Start Source
Safeguarding adults in the personalisation era

Councils must look at new working practices in their effort to develop their increased role in safeguarding vulnerable adults, writes Penny Furness-Smith


(Click here for Mark Hunter’s overview of policy and thinking on adult protection)

There is a growing awareness that high quality social care for adults is about more than residential, nursing or domiciliary care. It also involves safer communities, health, well-being, coherent public transport policies, public health, housing and preventive services, as will be discussed next month at a conference jointly organised by Community Care and the Association of Directors & Adult Social Services (see box).


Adult social care services have, in the words of the first Adass president Anne Williams, come into the light of day at the same time as personalisation has become a watchword for the new relationships being forged between citizen and state.

That makes the road ahead long. What makes it bumpier for directors of adult social services is the growing awareness of the responsibilities we have for safeguarding and protecting vulnerable adults in whatever setting. It is reckoned that failure to take reasonable steps to safeguard individuals from abuse or life-threatening events is in breach of articles two and three of the European Convention on Human Rights.
End Source
Start Listed records
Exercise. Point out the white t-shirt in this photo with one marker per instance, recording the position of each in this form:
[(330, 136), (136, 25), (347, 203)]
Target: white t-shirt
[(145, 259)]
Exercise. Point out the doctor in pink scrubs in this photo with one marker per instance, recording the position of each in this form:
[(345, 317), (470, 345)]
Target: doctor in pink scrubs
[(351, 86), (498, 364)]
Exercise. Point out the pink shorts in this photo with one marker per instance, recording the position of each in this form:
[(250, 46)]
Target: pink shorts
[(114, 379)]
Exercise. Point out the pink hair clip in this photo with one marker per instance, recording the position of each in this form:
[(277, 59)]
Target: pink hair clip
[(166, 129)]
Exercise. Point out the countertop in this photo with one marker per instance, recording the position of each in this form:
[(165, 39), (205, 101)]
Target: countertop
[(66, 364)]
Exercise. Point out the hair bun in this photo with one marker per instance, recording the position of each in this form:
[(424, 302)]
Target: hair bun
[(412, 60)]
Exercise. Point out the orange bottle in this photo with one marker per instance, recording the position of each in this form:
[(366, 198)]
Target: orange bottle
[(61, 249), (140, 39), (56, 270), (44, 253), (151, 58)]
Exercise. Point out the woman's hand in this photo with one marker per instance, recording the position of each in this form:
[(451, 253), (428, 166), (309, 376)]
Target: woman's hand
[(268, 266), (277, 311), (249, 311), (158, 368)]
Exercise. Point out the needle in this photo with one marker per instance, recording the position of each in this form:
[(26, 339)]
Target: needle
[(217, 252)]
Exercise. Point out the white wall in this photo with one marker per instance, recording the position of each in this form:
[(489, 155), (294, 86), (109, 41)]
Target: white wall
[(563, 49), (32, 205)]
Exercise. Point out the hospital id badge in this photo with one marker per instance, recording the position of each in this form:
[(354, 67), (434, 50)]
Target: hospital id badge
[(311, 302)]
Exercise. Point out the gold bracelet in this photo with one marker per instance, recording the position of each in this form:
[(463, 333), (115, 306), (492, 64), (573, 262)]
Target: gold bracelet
End Listed records
Start Listed records
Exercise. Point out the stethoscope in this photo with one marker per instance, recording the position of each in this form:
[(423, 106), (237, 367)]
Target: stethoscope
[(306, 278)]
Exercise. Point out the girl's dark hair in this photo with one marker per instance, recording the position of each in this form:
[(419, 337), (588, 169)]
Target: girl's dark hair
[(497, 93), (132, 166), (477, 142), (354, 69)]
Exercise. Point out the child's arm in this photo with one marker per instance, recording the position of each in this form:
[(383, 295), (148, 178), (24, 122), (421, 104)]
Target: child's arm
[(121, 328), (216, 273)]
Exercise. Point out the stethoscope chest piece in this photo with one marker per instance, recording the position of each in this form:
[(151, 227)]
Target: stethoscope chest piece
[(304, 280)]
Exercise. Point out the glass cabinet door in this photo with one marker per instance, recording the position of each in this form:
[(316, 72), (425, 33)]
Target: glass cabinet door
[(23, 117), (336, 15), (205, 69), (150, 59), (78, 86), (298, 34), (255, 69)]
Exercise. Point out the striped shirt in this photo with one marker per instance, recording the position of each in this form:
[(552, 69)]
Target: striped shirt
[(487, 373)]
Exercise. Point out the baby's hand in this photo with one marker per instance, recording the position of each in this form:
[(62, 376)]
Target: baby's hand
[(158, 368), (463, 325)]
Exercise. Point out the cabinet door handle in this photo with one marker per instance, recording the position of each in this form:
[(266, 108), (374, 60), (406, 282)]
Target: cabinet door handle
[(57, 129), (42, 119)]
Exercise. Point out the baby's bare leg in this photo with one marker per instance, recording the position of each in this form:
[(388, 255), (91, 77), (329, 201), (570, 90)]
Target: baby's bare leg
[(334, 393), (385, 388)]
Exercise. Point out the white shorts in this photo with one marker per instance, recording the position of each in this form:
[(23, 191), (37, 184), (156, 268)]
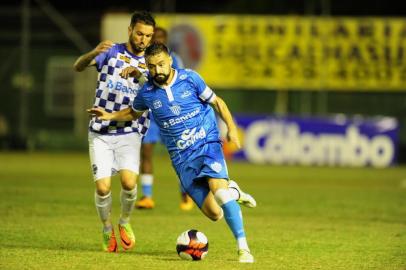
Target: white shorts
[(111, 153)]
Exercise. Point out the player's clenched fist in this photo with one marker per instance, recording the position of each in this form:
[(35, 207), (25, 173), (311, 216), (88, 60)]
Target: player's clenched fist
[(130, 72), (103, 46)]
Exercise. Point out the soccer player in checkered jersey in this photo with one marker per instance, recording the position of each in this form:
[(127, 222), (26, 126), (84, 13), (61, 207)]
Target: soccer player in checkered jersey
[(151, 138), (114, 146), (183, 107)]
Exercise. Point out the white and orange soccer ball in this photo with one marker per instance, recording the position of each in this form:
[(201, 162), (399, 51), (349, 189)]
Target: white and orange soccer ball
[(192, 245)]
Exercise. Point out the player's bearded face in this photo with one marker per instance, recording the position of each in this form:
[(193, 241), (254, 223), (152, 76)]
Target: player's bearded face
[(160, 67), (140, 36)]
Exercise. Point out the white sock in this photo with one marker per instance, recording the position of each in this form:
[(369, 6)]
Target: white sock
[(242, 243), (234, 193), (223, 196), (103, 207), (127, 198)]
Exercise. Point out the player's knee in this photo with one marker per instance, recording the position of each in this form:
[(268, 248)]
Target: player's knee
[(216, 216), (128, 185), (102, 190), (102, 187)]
End Listed records
#### Short problem 1
Translate this sentence from the article on safeguarding adults into Spanish: "There is a growing awareness that high quality social care for adults is about more than residential, nursing or domiciliary care."
#### Short problem 2
Resume the article on safeguarding adults, writing on from its final sentence.

#### Task answer 1
Existe una creciente conciencia de que la atención social de alta calidad para adultos abarca más que la atención residencial, de enfermería o domiciliaria.

#### Task answer 2
Early intervention

According to one authority: “It is important that adult protection is triggered when someone is believed to be at risk of harm/abuse and not only at the point where there is demonstrable evidence of harm.”

All public agencies, then, have an obligation under the human rights laws to be proactive in safeguarding.

Questions still have to be asked whether our departments have the money, adequate indicators, active commitment from all other partners along with highly trained staff in sufficient numbers to do the job. As the co-chair of the Adass workforce development network put it recently in a letter to The Times, “unless we get the right workforce working the right way in the right conditions all the social care policy pronouncements in the world will be completely meaningless”.

This is despite the proven dedication of our frontline workers, the extra benefits arising from the Safeguarding Vulnerable Adults Group Act 2006 and the publication in the same year of directors’ responsibilities requiring us to promote individual and community well-being. These have considerably helped us begin to clarify our organisational focus, our roles and responsibilities within the wider statutory and voluntary sector world within a newly emerging national framework of standards.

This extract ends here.